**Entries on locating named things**
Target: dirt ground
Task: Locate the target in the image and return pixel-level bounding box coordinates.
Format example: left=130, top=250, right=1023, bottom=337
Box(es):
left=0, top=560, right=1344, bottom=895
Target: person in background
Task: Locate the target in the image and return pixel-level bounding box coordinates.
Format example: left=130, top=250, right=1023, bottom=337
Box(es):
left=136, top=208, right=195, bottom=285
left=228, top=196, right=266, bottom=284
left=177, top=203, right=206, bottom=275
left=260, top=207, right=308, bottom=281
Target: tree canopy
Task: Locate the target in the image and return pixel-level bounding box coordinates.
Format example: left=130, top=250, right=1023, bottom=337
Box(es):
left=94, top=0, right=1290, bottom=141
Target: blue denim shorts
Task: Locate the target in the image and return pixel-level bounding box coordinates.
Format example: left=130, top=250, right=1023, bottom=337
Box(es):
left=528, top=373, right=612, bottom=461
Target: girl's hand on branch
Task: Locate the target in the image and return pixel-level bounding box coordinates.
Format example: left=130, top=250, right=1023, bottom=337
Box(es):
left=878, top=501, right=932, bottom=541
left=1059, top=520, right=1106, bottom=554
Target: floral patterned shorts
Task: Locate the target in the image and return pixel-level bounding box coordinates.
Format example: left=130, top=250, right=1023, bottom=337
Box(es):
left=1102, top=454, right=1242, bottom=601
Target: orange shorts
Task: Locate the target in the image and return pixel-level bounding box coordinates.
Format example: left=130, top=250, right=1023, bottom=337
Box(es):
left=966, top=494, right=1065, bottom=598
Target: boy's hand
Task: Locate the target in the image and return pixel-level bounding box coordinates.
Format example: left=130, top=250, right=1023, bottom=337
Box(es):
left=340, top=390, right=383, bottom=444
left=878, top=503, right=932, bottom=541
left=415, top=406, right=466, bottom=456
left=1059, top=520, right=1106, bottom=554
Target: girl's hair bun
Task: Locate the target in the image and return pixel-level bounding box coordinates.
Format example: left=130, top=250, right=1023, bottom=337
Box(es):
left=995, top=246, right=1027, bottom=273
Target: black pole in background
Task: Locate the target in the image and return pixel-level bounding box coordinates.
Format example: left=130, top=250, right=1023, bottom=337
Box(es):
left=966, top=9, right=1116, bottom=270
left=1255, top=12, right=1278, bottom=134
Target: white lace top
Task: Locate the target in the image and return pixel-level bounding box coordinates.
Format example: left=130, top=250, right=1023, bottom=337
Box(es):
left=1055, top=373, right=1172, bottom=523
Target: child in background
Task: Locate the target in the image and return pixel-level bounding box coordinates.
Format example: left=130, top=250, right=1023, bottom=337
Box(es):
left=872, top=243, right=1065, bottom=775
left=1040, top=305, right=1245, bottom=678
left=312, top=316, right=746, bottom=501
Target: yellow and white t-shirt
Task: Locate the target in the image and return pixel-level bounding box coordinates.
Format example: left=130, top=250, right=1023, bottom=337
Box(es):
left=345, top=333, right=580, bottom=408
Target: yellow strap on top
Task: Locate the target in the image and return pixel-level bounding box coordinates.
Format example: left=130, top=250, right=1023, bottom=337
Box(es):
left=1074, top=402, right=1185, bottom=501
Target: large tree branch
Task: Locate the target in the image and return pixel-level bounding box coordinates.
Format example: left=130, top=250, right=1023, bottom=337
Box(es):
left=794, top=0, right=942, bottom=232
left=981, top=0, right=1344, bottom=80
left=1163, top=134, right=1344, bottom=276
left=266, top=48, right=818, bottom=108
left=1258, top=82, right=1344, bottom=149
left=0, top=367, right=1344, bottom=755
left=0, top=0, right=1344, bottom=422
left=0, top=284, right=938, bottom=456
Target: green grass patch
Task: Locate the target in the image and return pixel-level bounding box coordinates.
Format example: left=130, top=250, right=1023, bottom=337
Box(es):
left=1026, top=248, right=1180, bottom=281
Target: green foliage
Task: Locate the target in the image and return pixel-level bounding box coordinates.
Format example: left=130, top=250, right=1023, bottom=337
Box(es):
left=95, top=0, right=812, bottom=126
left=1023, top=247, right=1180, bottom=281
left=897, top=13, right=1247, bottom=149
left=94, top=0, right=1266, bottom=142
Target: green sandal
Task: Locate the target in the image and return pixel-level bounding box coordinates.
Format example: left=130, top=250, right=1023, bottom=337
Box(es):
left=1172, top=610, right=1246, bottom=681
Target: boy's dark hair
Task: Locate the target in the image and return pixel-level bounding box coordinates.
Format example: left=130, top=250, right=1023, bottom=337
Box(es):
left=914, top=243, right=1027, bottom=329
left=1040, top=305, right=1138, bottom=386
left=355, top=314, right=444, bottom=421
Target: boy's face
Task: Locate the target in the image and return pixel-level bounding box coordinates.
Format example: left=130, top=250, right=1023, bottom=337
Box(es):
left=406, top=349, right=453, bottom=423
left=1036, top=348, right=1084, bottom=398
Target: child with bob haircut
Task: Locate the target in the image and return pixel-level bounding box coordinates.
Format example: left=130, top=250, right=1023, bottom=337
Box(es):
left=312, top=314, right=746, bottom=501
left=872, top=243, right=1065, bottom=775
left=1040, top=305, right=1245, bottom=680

**WRITTEN REQUEST**
Print the material above once more, exactly.

**CORRECT ANSWER**
Target: dirt ground
Task: Locate the target in the image and return pixel-level bounding box coordinates.
Format example: left=130, top=250, right=1023, bottom=337
Box(es):
left=0, top=560, right=1344, bottom=895
Target: person in background
Task: Locate the target in the image and return pixel-level bounding box coordinates.
Format example: left=130, top=250, right=1023, bottom=337
Box(es):
left=136, top=208, right=195, bottom=285
left=228, top=196, right=266, bottom=284
left=177, top=203, right=206, bottom=275
left=260, top=207, right=308, bottom=281
Target: tree canopy
Task: Locate the target in the image and return pixel-level bounding box coordinates.
Format example: left=130, top=250, right=1023, bottom=337
Box(es):
left=94, top=0, right=1290, bottom=141
Target: blue denim shorts
Task: Locate the target in the image and return pixel-level bounding box coordinates.
Format example: left=130, top=250, right=1023, bottom=337
Box(es):
left=528, top=373, right=612, bottom=461
Target: girl's hand on branch
Task: Locate the target in the image and return pixel-level bounding box coordinates.
Format example: left=130, top=250, right=1023, bottom=337
Box(es):
left=878, top=501, right=932, bottom=541
left=1059, top=520, right=1106, bottom=554
Target: floral patterned shorts
Task: Locate the target in the image and return pixel-level bounding box coordinates.
Format example: left=130, top=250, right=1023, bottom=337
Box(es):
left=1102, top=454, right=1242, bottom=601
Target: orange shorts
Task: Locate the target in the image and return pixel-level bounding box coordinates.
Format example: left=130, top=250, right=1023, bottom=337
Box(es):
left=966, top=494, right=1065, bottom=598
Target: boy's hand
Task: Locate the target in the image and return pixel-level bounding box coordinates.
Format example: left=130, top=250, right=1023, bottom=337
Box(es):
left=340, top=390, right=383, bottom=444
left=878, top=503, right=932, bottom=541
left=415, top=406, right=466, bottom=456
left=1059, top=520, right=1106, bottom=554
Target: girl's hair bun
Task: Locate the target in the image and return pixel-level bounding box coordinates.
Format example: left=130, top=250, right=1023, bottom=337
Box(es):
left=995, top=246, right=1027, bottom=273
Target: black pole in background
Task: Locate the target in the image and return pixel-level bounding box coordinates.
Format example: left=130, top=250, right=1023, bottom=337
Box(es):
left=966, top=9, right=1116, bottom=270
left=1255, top=12, right=1278, bottom=134
Target: white lace top
Task: Locate the target in the image and return pixel-level bounding box coordinates.
Format example: left=130, top=250, right=1023, bottom=337
Box(es):
left=1055, top=373, right=1172, bottom=523
Target: child in background
Task: Locate the target in the image and return pixel-level bounding box coordinates.
Format example: left=130, top=250, right=1023, bottom=337
Box(es):
left=872, top=243, right=1065, bottom=775
left=1040, top=305, right=1245, bottom=678
left=312, top=316, right=746, bottom=501
Target: yellow and white t-shirt
Task: Locate the target in the image and return pixel-level bounding box coordinates.
Format example: left=130, top=250, right=1023, bottom=337
Box(es):
left=345, top=333, right=580, bottom=408
Target: yellow strap on top
Task: Locate the target in the image and return pixel-level bounding box coordinates.
Format example: left=130, top=250, right=1023, bottom=337
Box(es):
left=1074, top=402, right=1185, bottom=501
Target: large tree branch
Task: Locate the target in the image and return pixel-level bounding box coordinates.
Format example: left=130, top=250, right=1023, bottom=337
Box(es):
left=794, top=0, right=942, bottom=232
left=981, top=0, right=1344, bottom=80
left=1163, top=134, right=1344, bottom=276
left=266, top=48, right=818, bottom=108
left=1258, top=82, right=1344, bottom=149
left=0, top=367, right=1344, bottom=755
left=0, top=0, right=1344, bottom=422
left=0, top=284, right=938, bottom=456
Target: green grass patch
Task: Locate the target in the image and return pixel-level bounding box coordinates.
Format example: left=130, top=250, right=1023, bottom=337
Box(es):
left=1026, top=248, right=1180, bottom=281
Target: green foliage
Task: Locate the target in the image and return pixel-level bounding box coordinates.
Format example: left=130, top=250, right=1023, bottom=337
Box(es):
left=95, top=0, right=812, bottom=126
left=1023, top=247, right=1180, bottom=281
left=897, top=13, right=1247, bottom=149
left=94, top=0, right=1266, bottom=142
Target: green sandal
Task: Locate the target in the image and return pixel-level bounding box coordinates.
Format example: left=130, top=250, right=1023, bottom=337
Box(es):
left=1172, top=610, right=1246, bottom=681
Target: boy's dark hair
Task: Locate the target in the image and return pixel-level bounding box coordinates.
Format example: left=130, top=250, right=1023, bottom=337
Box(es):
left=914, top=243, right=1027, bottom=329
left=1040, top=305, right=1138, bottom=386
left=355, top=314, right=444, bottom=421
Target: boy's face
Task: Locate the target in the image and return pixel-level bounding box coordinates.
Format example: left=130, top=250, right=1023, bottom=337
Box(es):
left=406, top=349, right=453, bottom=423
left=1036, top=348, right=1084, bottom=398
Target: child with bob haircut
Task: Locate the target in the image and return pixel-level bounding box coordinates.
Format example: left=130, top=250, right=1023, bottom=337
Box(es):
left=312, top=314, right=746, bottom=501
left=872, top=243, right=1065, bottom=775
left=1040, top=305, right=1245, bottom=680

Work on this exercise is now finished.